The data —

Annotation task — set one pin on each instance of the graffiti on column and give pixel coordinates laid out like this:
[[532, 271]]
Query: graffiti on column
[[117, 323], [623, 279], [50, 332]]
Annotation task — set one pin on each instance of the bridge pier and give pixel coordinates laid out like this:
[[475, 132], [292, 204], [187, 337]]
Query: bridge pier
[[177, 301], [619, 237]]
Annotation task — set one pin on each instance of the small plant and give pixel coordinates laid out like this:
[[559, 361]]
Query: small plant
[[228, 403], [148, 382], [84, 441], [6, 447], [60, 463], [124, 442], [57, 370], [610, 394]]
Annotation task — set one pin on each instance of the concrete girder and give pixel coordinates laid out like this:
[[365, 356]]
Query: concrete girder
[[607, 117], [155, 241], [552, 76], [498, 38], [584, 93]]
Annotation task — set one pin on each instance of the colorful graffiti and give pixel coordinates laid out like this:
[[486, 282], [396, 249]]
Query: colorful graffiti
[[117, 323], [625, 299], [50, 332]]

What you have to do —
Copy all of the material above verbatim, line for line, with nothing added or left out.

Written reply —
Annotation task — set one pin on each instance of the graffiti on column and give pixel coordinates laid out like this:
[[532, 271]]
Query: graffiti on column
[[117, 323], [623, 279], [50, 332]]
Annotation task — set one pin on each instance of the bridge pier and give pixel coordinates laid out like this:
[[475, 132], [292, 204], [187, 337]]
Query: bridge pier
[[177, 301], [619, 237]]
Annotation task — set one pin on each instance of the small plant and give pixel coordinates laid out like this:
[[559, 361]]
Query: small plant
[[228, 403], [148, 382], [84, 441], [6, 447], [60, 463], [124, 442], [57, 370], [610, 394]]
Annotation task — set one pin on each instance of the concrete girder and give pixel coordinates laid out like this:
[[365, 356]]
Query: concrete girder
[[607, 117], [155, 241], [552, 76], [498, 38], [584, 93]]
Annotation task — set one pin on each instance of the colorful graffiti and give pixel coordinates laid out like this:
[[486, 282], [396, 249]]
Query: colorful graffiti
[[117, 323], [625, 299], [50, 332]]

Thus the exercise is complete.